■ **DATA SHOWN**:

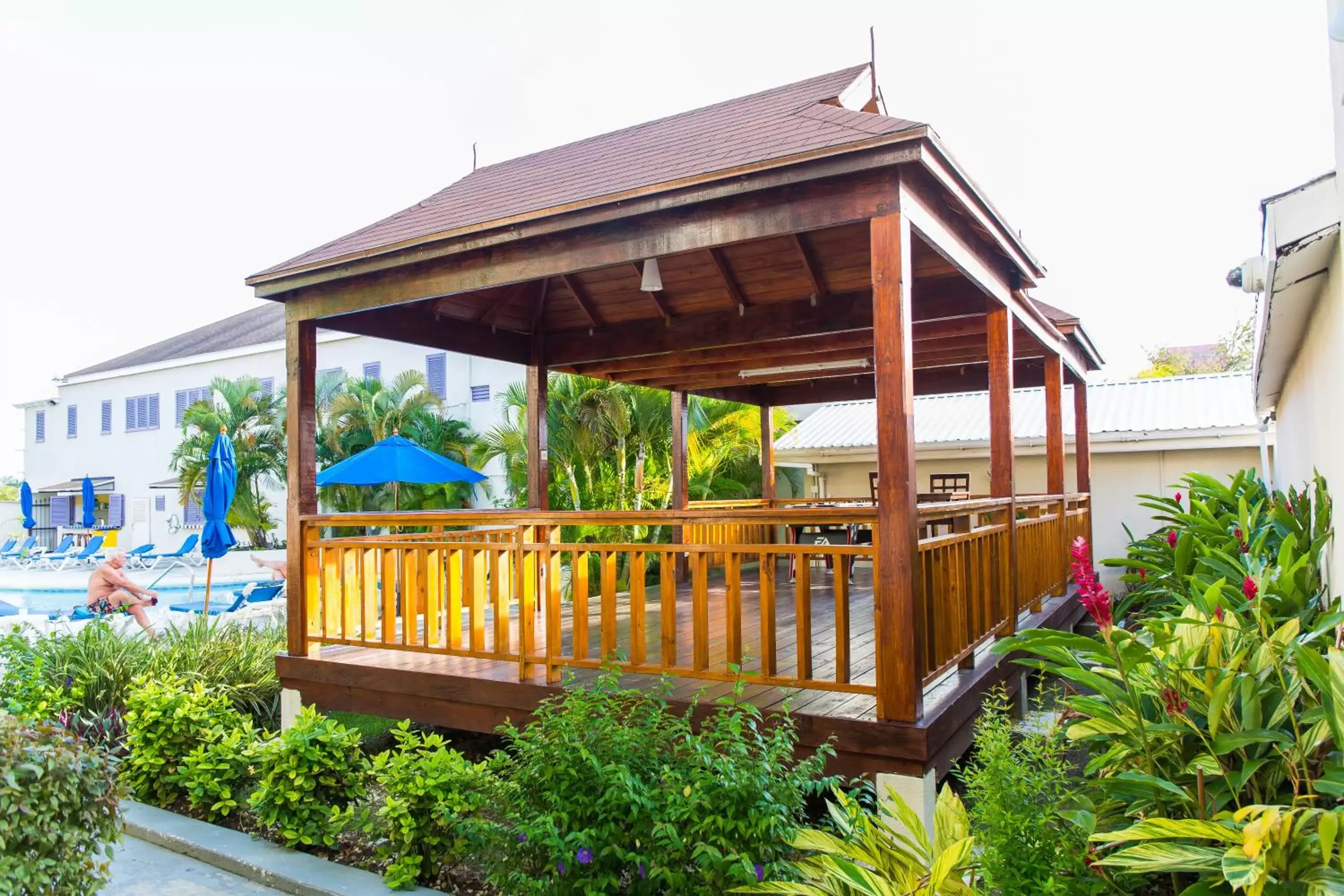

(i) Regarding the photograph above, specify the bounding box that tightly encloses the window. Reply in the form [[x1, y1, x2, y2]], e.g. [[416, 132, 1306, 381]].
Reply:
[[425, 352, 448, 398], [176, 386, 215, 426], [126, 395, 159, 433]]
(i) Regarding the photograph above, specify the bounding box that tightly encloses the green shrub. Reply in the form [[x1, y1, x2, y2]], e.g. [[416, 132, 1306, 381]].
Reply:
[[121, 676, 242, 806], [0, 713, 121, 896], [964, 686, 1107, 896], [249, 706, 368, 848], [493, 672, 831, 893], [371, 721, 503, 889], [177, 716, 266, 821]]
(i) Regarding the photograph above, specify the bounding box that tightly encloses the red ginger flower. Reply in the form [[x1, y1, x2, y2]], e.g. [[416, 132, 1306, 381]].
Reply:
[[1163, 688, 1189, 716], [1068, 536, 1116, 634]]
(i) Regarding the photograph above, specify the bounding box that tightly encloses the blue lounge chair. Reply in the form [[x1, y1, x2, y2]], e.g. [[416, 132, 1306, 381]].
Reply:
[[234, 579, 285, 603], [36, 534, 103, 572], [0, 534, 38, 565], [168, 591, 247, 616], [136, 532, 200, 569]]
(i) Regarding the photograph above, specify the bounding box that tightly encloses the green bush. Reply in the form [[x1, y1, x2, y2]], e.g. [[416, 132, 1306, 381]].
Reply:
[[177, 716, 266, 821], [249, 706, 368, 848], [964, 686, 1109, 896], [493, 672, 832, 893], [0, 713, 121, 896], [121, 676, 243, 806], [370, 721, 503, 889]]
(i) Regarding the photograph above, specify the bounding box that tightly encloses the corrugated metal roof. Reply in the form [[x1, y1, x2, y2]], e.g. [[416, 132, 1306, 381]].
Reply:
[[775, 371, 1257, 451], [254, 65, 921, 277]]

■ **AIM**:
Update the records above by replacing every "photograph" with "image" and leaving everything else unchanged. Leave the pictures out of your answer.

■ **OUTPUT BELOW**:
(i) Regarding the image above, specify the bounding box that tightly encloses the window. Reply in the form [[x1, y1, x2, y2]], e.g. [[416, 132, 1306, 381]].
Reply:
[[425, 352, 448, 398], [176, 386, 215, 426], [126, 395, 159, 433]]
(i) Regarding the image above, specify the bounding box that tightly encloses the green shrub. Reply in the form [[x1, y1, x2, y2]], e.g. [[416, 132, 1306, 381]].
Reply:
[[121, 676, 242, 806], [0, 713, 121, 896], [964, 686, 1107, 896], [249, 706, 368, 848], [493, 672, 831, 893], [371, 721, 503, 889], [177, 716, 266, 821]]
(i) Regarding the image above, specify the bounding box that tightly encloses the red ginger flower. Reply in the form [[x1, y1, x2, y2]], e.g. [[416, 132, 1306, 381]].
Reply:
[[1163, 688, 1189, 716], [1068, 536, 1116, 634]]
(i) Regarding the image above, specify the bounding box that tightly encloses the blue lounge chair. Reply in the form [[x1, y1, x2, y2]], e.g. [[416, 132, 1306, 381]].
Reply:
[[234, 579, 285, 603], [36, 534, 103, 572], [0, 534, 38, 565], [168, 591, 247, 616], [136, 532, 200, 569]]
(i) Regarding the image above, specify the bounding box that tightly encloses the green bush. Reply in the form [[x1, y1, x2, y2]], e.g. [[416, 132, 1306, 381]].
Reply:
[[177, 716, 266, 821], [249, 706, 368, 848], [964, 686, 1109, 896], [493, 672, 832, 893], [0, 713, 121, 896], [121, 676, 243, 806], [370, 721, 503, 889]]
(i) Regarding the image above, specify the bounding box that tightly encloses the corrugated metal roof. Reply in the form [[x1, y1, x2, y2]], e.g. [[416, 132, 1306, 381]].
Reply:
[[775, 371, 1257, 451], [254, 65, 921, 277]]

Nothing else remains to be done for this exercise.